**Goal**
Swap "black mortarboard" for "dark mortarboard" in the data, beginning at its first line and stopping after the first line that contains "[(431, 248)]". Output those lines with every other character unchanged.

(Dataset records)
□ □ □ □ □ □ □
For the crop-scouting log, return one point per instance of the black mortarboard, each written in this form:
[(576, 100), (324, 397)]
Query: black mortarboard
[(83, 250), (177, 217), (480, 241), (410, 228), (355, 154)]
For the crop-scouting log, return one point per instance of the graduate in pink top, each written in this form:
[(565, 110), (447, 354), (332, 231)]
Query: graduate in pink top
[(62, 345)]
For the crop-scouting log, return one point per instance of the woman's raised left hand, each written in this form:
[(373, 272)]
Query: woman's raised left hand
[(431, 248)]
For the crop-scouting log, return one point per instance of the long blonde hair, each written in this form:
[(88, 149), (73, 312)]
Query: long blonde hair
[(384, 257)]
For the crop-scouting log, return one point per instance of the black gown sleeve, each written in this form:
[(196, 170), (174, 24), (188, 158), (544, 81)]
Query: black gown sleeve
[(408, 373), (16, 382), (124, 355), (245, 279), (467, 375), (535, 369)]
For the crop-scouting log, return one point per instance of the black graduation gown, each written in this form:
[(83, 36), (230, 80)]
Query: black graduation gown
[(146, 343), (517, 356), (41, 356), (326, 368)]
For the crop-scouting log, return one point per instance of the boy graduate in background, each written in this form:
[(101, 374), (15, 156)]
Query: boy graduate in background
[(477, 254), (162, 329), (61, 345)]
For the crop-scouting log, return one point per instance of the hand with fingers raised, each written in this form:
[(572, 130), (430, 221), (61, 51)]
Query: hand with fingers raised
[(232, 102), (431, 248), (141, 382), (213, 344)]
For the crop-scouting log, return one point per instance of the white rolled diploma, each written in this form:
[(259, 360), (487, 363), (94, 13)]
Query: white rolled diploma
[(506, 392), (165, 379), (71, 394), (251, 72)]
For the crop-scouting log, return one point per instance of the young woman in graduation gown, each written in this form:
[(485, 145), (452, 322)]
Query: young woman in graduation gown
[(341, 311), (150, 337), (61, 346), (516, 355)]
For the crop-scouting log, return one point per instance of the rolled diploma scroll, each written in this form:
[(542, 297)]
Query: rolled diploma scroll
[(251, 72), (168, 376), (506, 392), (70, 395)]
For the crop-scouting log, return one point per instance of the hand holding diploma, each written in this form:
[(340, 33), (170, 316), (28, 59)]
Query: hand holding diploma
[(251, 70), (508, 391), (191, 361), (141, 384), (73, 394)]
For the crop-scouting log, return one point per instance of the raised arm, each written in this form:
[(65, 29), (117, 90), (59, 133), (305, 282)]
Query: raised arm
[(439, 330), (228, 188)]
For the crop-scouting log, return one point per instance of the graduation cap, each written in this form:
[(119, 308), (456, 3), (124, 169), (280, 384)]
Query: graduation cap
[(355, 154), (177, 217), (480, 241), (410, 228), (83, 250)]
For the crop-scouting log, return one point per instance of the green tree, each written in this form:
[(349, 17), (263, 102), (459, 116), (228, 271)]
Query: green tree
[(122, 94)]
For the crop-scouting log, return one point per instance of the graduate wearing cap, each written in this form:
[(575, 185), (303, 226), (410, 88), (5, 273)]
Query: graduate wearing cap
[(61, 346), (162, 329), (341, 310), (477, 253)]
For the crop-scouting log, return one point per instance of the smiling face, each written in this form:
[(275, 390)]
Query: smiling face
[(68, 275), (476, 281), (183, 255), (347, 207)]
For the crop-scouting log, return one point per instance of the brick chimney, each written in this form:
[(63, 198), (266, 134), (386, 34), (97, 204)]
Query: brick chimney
□ □ □ □ □ □ □
**Task result**
For the crop-scouting log, return one point per instance of the dark mortarboard, each written in this form:
[(576, 100), (324, 397)]
Query: dark mortarboard
[(83, 250), (177, 217), (480, 241), (410, 228), (355, 154)]
For the crop-scouting log, return one point per instance of the graduate in pink top, each written in this form:
[(565, 110), (447, 354), (332, 231)]
Query: graduate in pink top
[(62, 345)]
For the crop-scouting log, return one point per instance of the woman's raised left hand, each written in this form:
[(373, 272)]
Query: woman's raised left hand
[(431, 248)]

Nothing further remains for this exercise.